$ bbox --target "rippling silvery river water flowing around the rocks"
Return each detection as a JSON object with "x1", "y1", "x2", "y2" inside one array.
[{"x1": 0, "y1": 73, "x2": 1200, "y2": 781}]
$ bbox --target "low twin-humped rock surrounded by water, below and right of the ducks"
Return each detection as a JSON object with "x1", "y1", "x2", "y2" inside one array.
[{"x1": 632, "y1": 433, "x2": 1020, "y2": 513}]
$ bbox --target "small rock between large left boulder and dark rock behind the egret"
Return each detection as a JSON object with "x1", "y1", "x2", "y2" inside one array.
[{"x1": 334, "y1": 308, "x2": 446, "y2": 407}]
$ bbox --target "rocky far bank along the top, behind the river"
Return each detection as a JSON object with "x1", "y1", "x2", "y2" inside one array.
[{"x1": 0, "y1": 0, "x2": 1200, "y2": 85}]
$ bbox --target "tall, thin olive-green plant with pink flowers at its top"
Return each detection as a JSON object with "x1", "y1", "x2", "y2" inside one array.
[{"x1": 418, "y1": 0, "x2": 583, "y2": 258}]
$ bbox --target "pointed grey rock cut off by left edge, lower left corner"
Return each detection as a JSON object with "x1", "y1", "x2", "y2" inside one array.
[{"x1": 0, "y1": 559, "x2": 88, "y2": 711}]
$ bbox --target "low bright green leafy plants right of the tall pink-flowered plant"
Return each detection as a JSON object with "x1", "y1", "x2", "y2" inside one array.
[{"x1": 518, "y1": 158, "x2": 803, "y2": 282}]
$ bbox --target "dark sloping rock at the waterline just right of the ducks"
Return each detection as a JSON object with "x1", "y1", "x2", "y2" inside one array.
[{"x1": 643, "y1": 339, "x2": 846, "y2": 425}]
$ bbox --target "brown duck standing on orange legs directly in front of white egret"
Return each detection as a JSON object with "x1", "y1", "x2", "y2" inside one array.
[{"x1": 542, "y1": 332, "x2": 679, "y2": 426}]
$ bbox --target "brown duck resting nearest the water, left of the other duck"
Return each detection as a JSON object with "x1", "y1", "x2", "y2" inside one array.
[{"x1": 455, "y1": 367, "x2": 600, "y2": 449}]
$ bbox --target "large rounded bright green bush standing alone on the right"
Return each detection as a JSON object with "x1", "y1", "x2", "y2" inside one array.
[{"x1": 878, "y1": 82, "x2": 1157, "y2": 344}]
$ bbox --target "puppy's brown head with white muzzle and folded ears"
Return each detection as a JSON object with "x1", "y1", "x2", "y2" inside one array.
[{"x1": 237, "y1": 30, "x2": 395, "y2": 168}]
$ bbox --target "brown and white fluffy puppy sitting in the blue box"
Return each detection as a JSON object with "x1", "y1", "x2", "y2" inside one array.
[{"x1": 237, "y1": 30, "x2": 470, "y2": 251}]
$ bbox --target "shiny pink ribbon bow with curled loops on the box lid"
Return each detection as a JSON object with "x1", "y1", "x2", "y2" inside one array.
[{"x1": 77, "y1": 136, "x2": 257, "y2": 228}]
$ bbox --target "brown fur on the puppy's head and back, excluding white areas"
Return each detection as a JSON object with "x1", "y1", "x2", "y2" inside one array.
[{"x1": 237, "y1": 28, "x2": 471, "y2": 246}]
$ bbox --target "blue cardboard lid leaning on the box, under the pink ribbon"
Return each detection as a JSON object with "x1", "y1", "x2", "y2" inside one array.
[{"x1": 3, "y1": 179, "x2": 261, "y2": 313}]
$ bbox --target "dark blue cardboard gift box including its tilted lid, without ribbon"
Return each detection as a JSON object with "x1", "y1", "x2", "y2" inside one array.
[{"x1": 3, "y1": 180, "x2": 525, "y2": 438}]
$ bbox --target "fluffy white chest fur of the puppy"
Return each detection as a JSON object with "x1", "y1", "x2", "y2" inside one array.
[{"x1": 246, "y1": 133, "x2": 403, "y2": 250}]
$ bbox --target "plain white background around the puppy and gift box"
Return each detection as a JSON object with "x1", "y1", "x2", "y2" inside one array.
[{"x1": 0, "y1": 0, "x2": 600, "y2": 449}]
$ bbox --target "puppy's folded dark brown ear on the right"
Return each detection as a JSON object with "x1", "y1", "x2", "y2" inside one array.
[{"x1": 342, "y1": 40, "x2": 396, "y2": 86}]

==

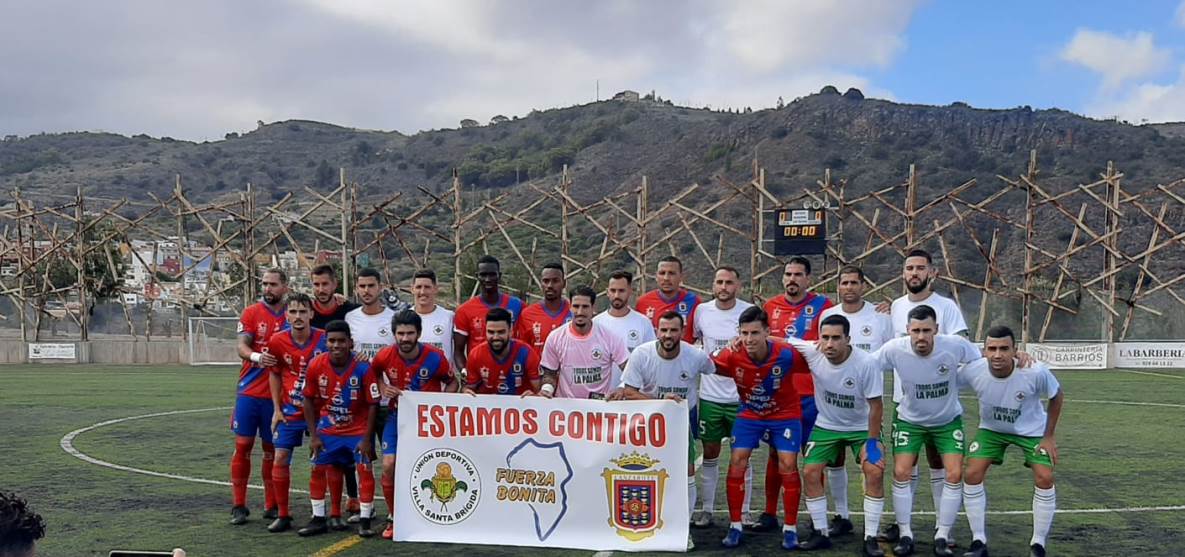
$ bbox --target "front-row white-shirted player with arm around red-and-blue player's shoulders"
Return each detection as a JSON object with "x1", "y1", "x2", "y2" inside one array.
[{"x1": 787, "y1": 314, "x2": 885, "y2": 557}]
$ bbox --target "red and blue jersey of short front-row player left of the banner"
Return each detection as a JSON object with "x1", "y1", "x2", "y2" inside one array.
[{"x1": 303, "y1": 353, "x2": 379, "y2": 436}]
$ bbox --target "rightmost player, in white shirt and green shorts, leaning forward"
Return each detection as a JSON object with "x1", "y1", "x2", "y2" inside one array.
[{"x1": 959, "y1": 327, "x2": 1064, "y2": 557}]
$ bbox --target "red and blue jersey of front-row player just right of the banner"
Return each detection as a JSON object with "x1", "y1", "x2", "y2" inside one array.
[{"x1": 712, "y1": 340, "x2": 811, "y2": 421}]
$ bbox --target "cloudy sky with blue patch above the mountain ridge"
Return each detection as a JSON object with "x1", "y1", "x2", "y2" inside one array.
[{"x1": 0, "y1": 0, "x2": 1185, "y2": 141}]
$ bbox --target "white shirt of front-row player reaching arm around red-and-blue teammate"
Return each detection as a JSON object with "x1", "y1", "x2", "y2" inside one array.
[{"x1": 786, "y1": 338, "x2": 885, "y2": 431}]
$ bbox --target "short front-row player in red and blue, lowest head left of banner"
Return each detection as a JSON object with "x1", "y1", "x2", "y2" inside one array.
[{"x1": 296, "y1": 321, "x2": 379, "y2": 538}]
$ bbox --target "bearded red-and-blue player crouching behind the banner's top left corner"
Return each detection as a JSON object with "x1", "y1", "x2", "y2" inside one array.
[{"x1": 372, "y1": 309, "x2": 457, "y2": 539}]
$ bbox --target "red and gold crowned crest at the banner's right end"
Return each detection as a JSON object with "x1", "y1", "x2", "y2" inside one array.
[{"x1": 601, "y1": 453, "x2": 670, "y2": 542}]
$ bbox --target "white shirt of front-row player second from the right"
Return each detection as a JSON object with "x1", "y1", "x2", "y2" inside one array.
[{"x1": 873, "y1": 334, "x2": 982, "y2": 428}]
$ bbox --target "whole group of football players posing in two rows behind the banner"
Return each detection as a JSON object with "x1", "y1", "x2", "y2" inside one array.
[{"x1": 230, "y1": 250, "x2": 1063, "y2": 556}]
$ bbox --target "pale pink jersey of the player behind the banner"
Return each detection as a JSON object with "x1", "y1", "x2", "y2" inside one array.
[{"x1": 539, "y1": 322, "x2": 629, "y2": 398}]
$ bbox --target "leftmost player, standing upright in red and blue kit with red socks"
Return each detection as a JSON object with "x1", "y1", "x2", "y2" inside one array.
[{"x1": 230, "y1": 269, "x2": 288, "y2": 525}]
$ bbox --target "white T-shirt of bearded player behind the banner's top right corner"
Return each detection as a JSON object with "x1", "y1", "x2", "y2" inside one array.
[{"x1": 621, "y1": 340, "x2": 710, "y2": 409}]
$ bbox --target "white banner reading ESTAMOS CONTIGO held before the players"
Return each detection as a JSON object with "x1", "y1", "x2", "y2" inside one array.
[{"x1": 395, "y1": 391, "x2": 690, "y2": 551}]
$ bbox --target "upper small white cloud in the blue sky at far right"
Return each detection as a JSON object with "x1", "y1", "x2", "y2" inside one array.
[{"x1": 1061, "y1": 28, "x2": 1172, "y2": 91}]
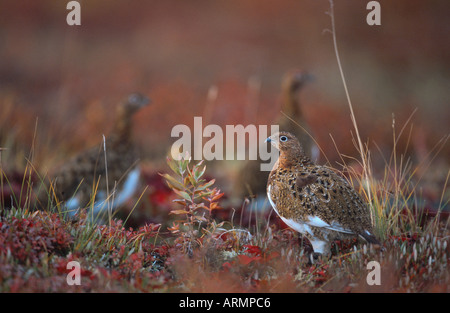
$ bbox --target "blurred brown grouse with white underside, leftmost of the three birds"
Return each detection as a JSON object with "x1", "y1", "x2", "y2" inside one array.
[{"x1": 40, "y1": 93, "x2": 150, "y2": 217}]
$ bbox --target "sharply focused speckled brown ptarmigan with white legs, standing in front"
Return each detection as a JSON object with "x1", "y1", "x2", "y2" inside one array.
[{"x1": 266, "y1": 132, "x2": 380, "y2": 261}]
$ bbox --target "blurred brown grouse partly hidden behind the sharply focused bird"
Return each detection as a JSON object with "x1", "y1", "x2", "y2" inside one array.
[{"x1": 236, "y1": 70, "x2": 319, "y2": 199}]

**Work instructions:**
Provide nothing but the number of lines in the material above in which the string "sharply" is found.

**Result of this exercise:**
2